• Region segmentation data
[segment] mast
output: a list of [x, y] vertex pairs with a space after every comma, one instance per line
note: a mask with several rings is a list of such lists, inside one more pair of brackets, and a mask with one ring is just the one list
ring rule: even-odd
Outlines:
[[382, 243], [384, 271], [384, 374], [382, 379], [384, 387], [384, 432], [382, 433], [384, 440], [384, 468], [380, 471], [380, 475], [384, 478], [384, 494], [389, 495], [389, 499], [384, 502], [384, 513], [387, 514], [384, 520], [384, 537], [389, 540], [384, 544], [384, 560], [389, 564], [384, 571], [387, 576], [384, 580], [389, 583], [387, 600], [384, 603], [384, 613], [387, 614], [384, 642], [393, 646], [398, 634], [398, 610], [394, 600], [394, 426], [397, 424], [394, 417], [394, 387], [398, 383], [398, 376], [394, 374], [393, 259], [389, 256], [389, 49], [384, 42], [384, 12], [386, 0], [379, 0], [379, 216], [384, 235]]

• Stated goal
Repeat these lines verbatim, without any changes.

• In response
[segment] mast
output: a list of [x, y] vertex pairs with a space after every comma, one instance per line
note: a mask with several rings is a list of such lists, inside one more pair of brackets, and a mask with one ring is just the one list
ring rule: even-odd
Outlines:
[[382, 243], [384, 271], [384, 374], [382, 379], [384, 387], [384, 432], [382, 433], [384, 440], [384, 468], [380, 471], [380, 475], [384, 478], [384, 494], [389, 495], [389, 499], [384, 502], [384, 513], [387, 514], [384, 520], [384, 537], [389, 540], [384, 544], [384, 560], [389, 564], [384, 571], [387, 576], [384, 580], [389, 583], [387, 600], [384, 603], [384, 613], [387, 614], [384, 642], [393, 646], [398, 634], [398, 610], [394, 600], [394, 426], [397, 424], [394, 417], [394, 387], [398, 383], [398, 376], [394, 374], [393, 259], [389, 256], [389, 49], [384, 42], [384, 12], [386, 0], [379, 0], [379, 216], [384, 235]]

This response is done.